= WHAT THIS TASK INVOLVES =
Find and copy each line of the data that includes "distant".

= DATA =
━━━━━━━━━━

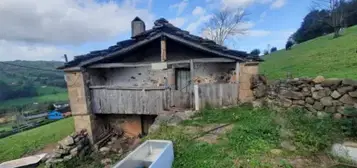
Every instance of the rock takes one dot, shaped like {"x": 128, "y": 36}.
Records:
{"x": 313, "y": 89}
{"x": 309, "y": 107}
{"x": 292, "y": 95}
{"x": 104, "y": 149}
{"x": 288, "y": 146}
{"x": 347, "y": 99}
{"x": 349, "y": 82}
{"x": 321, "y": 114}
{"x": 257, "y": 103}
{"x": 345, "y": 89}
{"x": 285, "y": 133}
{"x": 350, "y": 144}
{"x": 337, "y": 116}
{"x": 62, "y": 151}
{"x": 318, "y": 87}
{"x": 276, "y": 152}
{"x": 299, "y": 102}
{"x": 318, "y": 106}
{"x": 67, "y": 158}
{"x": 336, "y": 103}
{"x": 106, "y": 161}
{"x": 56, "y": 155}
{"x": 68, "y": 141}
{"x": 318, "y": 79}
{"x": 309, "y": 100}
{"x": 285, "y": 102}
{"x": 347, "y": 153}
{"x": 340, "y": 109}
{"x": 74, "y": 152}
{"x": 331, "y": 109}
{"x": 333, "y": 83}
{"x": 321, "y": 93}
{"x": 260, "y": 91}
{"x": 326, "y": 101}
{"x": 114, "y": 139}
{"x": 353, "y": 94}
{"x": 335, "y": 94}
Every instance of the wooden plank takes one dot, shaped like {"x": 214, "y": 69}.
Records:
{"x": 108, "y": 87}
{"x": 149, "y": 64}
{"x": 192, "y": 70}
{"x": 163, "y": 49}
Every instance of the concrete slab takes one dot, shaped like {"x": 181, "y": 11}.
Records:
{"x": 25, "y": 162}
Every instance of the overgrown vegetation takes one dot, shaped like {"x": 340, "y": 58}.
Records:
{"x": 17, "y": 145}
{"x": 254, "y": 135}
{"x": 332, "y": 58}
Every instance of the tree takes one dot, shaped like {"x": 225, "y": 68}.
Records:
{"x": 224, "y": 24}
{"x": 266, "y": 52}
{"x": 255, "y": 52}
{"x": 288, "y": 45}
{"x": 336, "y": 12}
{"x": 312, "y": 26}
{"x": 273, "y": 49}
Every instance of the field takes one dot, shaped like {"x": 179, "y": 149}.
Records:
{"x": 256, "y": 138}
{"x": 331, "y": 58}
{"x": 30, "y": 100}
{"x": 17, "y": 145}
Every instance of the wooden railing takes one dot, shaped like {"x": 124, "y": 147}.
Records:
{"x": 215, "y": 95}
{"x": 129, "y": 100}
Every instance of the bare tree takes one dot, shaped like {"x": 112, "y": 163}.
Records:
{"x": 225, "y": 24}
{"x": 337, "y": 14}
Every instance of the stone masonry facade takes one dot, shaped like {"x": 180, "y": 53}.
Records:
{"x": 319, "y": 96}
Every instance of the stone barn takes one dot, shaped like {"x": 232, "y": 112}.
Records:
{"x": 128, "y": 84}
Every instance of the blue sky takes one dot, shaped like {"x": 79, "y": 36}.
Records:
{"x": 42, "y": 30}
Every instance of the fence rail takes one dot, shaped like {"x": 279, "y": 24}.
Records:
{"x": 113, "y": 100}
{"x": 216, "y": 95}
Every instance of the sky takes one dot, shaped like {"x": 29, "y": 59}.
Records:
{"x": 46, "y": 29}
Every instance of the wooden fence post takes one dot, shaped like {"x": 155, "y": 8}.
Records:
{"x": 197, "y": 98}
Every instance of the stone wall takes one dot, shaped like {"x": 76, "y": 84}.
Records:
{"x": 320, "y": 96}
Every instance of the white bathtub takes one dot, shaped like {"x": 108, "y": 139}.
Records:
{"x": 150, "y": 154}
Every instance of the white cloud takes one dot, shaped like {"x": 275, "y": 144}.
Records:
{"x": 180, "y": 7}
{"x": 192, "y": 27}
{"x": 277, "y": 4}
{"x": 23, "y": 51}
{"x": 257, "y": 33}
{"x": 66, "y": 21}
{"x": 274, "y": 4}
{"x": 198, "y": 11}
{"x": 178, "y": 22}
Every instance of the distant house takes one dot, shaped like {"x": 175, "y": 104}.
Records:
{"x": 128, "y": 84}
{"x": 55, "y": 115}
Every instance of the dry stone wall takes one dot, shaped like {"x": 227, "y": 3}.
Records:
{"x": 320, "y": 96}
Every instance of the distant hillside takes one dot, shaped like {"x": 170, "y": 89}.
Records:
{"x": 331, "y": 58}
{"x": 18, "y": 79}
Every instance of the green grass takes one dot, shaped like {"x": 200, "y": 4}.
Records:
{"x": 17, "y": 145}
{"x": 30, "y": 100}
{"x": 331, "y": 58}
{"x": 49, "y": 90}
{"x": 254, "y": 134}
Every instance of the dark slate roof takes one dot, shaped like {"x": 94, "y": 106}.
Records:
{"x": 161, "y": 26}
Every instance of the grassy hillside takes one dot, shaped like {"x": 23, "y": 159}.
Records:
{"x": 59, "y": 97}
{"x": 17, "y": 145}
{"x": 331, "y": 58}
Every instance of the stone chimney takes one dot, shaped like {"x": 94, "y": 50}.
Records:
{"x": 137, "y": 26}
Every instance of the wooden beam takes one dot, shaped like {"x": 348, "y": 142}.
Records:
{"x": 163, "y": 49}
{"x": 125, "y": 88}
{"x": 120, "y": 65}
{"x": 192, "y": 70}
{"x": 128, "y": 65}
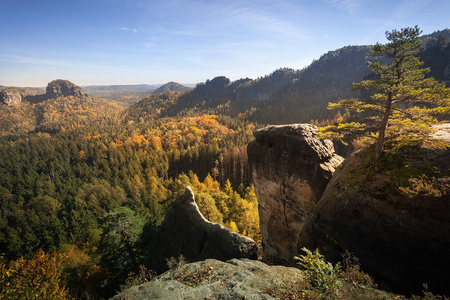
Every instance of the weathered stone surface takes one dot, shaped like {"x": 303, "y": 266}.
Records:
{"x": 63, "y": 88}
{"x": 290, "y": 170}
{"x": 10, "y": 96}
{"x": 396, "y": 220}
{"x": 186, "y": 231}
{"x": 213, "y": 279}
{"x": 237, "y": 279}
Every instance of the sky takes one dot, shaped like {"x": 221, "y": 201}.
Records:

━━━━━━━━━━

= EXERCISE OUTPUT =
Every instance of the distant house takes one dot, shaped like {"x": 175, "y": 104}.
Every instance of the distant hillside takes one dot, shaped like {"x": 170, "y": 89}.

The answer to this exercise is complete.